Reproduce all of the records below, replacing every occurrence of "sandy shore" with "beach" and leaving all other text unchanged. Omit the pictures from your answer.

▸ **Record excerpts**
----------
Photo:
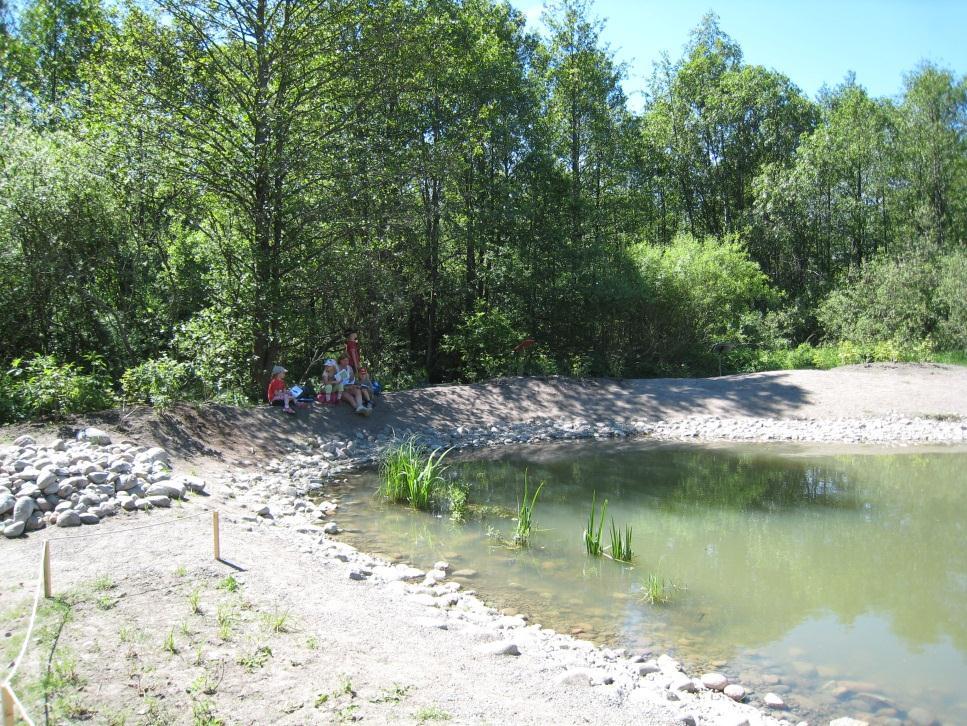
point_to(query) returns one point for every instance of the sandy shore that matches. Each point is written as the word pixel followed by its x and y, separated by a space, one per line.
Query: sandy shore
pixel 387 629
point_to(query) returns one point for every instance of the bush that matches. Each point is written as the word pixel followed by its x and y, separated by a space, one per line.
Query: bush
pixel 898 303
pixel 828 356
pixel 692 294
pixel 160 382
pixel 952 301
pixel 215 345
pixel 485 343
pixel 43 386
----------
▸ **Result for this exercise**
Photo:
point_to(query) returns one point for every instance of the beach that matches. Each point is written as the word pixel followed by its x and y, separated by a space, one per line.
Query: beach
pixel 387 629
point_to(query) returns one point for every instance of the bush that matches. Each point is written as the word pixel followed by its x and y, separated by a space, one per line.
Query: bush
pixel 898 303
pixel 828 356
pixel 692 294
pixel 160 382
pixel 952 301
pixel 215 345
pixel 485 343
pixel 43 386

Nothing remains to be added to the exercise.